## KURZE AUFGABE 1
Schreiben Sie den Abschnitt des Textes über die Sopranistin Ulrike Voltmer, der mit "Saarbrücken/Spichern · Mathematik, Psychologie" beginnt und mit "ihr Gesangs-Examen ab." endet, neu und setzen Sie dabei "Begabungen" an die Stelle von "Talenten".
## KURZE AUFGABE 2
In welcher Stadt lebt Ulrike Voltmer laut dem Text über die Sopranistin unter der Woche?
## KURZE AUFGABE 3
Setzen Sie den Text über die Sopranistin Ulrike Voltmer im Anschluss an seinen letzten Satz fort.

## LESETEXT
= = = = = = =
Die Sopranistin mit den vielen Facetten

Saarbrücken/Spichern · Mathematik, Psychologie und Musik: Ulrike Gertrud Voltmer ist eine Frau mit vielen Talenten. In Saarbrücken legte sie ihr Gesangs-Examen ab.

 In ihrem Haus in Spichern ist die vielseitig begabte Ulrike Voltmer nur selten. Unter der Woche lebt sie in Idar-Oberstein, wo die Diplom-Psychologin eine eigene Praxis hat. Foto: Iris Maurer

In ihrem Haus in Spichern ist die vielseitig begabte Ulrike Voltmer nur selten. Unter der Woche lebt sie in Idar-Oberstein, wo die Diplom-Psychologin eine eigene Praxis hat. Foto: Iris Maurer

Foto: Iris Maurer

"Ach, Sie sind das?" Den Satz bekommt Ulrike Gertrud Voltmer öfters zu hören. Gut möglich, dass er auch im Anschluss an das morgige Konzert im Hotel Leidinger fällt. Oder dieser andere Klassiker: "Was, Sie haben einen Doktor-Titel?" Tatsächlich wäre es jedoch viel überraschender, hätte die Sopranistin keinen vorzuweisen - bei der Vielfalt ihrer Begabungen, Interessen und einer immensen Schaffenskraft, die sich nicht zuletzt in einer ganzen Reihe wissenschaftlicher Bücher und Veröffentlichungen manifestiert.
= = = = = = =
## GEGEBENE DATEN
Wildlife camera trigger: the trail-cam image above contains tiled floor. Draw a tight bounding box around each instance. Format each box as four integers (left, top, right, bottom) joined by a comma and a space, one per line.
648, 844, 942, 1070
= = = = = = =
## SCHRIFTLICHE ANTWORT 1
Saarbrücken/Spichern · Mathematik, Psychologie und Musik: Ulrike Gertrud Voltmer ist eine Frau mit vielen Begabungen. In Saarbrücken legte sie ihr Gesangs-Examen ab.

## SCHRIFTLICHE ANTWORT 2
In Idar-Oberstein.

## SCHRIFTLICHE ANTWORT 3
Für das Interview lädt Ulrike Voltmer zu sich nach Spichern ein. Dort, in dem architektonisch mindestens genauso ungewöhnlichen, mit drei Meter hohen Hecken von der Hauptstraße abgeschirmten Haus der Voltmers fallen zuerst die bis an die Decke reichenden Notenschränke im Flur ins Auge. Dann das verstreute Reisegepäck: "Ich lebe aus dem Koffer", meint die Gastgeberin entschuldigend. Am Vorabend erst ist sie mit dem Zug aus Idar-Oberstein gekommen, wo sie unter der Woche lebt. Seit 2015 betreibt die Diplom-Psychologin in der Edelsteinstadt eine eigene Praxis.

Ihre Eltern hätten das kaum gutgeheißen. Beide waren Pianisten - und Idealisten, gewohnt hat die dreiköpfige Familie beengt und sehr bescheiden, ein Badezimmer gab es nicht. Dafür aber einen Flügel, unter dem die kleine, ständig kränkelnde Ulrike quasi groß wurde: "Ich habe Häuschen darunter gebaut." Ab fünf wechselte sie die Perspektive und bediente die Tasten. Da das Mädchen unter extremem Hautausschlag litt, trug es die Finger stets verbunden. "Im Dreck spielen" ging somit gar nicht, Klavierspielen schon. Aber Profi wollte Ulrike nie werden, sondern unbedingt Sängerin.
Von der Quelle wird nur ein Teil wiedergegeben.